GIVEN REQUEST
Report how many lines of the entries below contain the string "vest", matching case exactly. Give only the number.

═══ PROVIDED DATA

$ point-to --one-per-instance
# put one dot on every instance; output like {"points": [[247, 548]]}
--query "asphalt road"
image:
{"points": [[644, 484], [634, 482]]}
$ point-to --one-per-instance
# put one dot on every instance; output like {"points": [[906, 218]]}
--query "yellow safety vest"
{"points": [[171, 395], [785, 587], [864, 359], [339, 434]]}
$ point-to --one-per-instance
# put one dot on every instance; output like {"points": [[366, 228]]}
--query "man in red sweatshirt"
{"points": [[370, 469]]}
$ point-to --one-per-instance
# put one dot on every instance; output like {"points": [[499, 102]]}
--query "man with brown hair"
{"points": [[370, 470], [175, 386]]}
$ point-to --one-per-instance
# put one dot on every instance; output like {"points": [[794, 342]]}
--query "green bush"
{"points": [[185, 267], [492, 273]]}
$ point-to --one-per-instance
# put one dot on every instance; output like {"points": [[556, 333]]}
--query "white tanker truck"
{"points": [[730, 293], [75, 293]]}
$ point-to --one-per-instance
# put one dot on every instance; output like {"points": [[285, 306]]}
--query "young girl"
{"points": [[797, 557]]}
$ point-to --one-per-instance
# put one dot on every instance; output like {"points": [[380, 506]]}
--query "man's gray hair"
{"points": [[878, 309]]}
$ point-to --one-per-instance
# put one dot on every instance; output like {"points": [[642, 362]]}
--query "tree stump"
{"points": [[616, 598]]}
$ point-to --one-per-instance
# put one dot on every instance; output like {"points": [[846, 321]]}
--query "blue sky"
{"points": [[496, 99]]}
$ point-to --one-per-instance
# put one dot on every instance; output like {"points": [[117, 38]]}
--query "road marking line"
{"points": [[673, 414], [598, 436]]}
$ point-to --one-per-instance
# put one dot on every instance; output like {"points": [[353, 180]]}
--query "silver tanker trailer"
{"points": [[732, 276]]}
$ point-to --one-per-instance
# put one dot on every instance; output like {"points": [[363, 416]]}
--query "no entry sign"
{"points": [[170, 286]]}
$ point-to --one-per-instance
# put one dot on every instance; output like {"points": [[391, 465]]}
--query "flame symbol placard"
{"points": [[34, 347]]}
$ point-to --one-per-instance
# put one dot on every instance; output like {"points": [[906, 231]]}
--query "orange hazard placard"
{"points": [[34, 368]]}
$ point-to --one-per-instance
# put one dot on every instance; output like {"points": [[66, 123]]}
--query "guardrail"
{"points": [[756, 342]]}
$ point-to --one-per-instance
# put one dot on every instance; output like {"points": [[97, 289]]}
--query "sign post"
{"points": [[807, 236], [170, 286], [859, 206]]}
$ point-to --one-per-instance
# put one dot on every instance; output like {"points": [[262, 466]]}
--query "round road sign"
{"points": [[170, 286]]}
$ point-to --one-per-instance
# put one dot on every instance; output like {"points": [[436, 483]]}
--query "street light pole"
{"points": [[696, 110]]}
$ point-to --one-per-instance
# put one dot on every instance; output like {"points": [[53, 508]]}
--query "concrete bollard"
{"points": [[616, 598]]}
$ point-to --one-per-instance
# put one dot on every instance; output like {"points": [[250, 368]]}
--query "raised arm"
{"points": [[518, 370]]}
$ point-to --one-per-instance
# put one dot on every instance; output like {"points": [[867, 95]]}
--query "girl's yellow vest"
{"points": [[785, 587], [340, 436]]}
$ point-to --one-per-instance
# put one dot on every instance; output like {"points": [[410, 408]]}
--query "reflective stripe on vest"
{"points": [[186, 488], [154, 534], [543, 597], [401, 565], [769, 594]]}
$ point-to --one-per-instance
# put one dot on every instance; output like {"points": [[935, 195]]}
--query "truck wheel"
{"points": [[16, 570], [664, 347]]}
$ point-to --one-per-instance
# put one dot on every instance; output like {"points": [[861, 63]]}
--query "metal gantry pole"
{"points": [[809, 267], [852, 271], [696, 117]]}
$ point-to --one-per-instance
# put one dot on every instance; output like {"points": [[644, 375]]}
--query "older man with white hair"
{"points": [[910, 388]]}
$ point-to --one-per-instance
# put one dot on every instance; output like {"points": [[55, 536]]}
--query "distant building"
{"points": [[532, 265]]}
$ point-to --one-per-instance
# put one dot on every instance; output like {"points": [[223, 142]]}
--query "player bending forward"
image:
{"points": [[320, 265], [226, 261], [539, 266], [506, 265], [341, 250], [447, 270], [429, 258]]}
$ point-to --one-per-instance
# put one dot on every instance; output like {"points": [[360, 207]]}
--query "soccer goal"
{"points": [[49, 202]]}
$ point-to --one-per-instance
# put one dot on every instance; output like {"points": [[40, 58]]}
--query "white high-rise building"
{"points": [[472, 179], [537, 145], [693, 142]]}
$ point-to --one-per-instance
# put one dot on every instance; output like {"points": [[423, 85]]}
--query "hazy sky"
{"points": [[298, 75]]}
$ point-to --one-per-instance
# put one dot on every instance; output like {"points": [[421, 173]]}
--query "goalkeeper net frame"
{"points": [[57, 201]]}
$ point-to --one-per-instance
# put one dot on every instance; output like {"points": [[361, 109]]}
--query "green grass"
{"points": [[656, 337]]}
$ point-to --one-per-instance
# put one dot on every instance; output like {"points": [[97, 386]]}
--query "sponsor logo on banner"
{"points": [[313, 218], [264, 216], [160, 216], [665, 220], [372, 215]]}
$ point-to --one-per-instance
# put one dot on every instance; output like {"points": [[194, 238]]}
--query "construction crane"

══════

WRITTEN ANSWER
3